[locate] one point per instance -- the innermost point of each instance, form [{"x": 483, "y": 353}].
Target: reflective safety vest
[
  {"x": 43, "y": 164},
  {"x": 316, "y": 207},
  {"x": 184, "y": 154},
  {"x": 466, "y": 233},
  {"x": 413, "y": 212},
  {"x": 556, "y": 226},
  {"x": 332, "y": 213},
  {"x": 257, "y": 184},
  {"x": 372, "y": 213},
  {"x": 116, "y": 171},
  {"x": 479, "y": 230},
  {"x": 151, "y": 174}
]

= = = = = = =

Aim:
Please reproduce every line of the items above without changing anything.

Task solution:
[locate] one point per instance -- the innermost point of each instance, form [{"x": 483, "y": 353}].
Target: reflective safety vest
[
  {"x": 43, "y": 164},
  {"x": 316, "y": 207},
  {"x": 184, "y": 154},
  {"x": 466, "y": 233},
  {"x": 413, "y": 212},
  {"x": 556, "y": 226},
  {"x": 332, "y": 213},
  {"x": 257, "y": 184},
  {"x": 372, "y": 213},
  {"x": 116, "y": 171},
  {"x": 479, "y": 230},
  {"x": 151, "y": 174}
]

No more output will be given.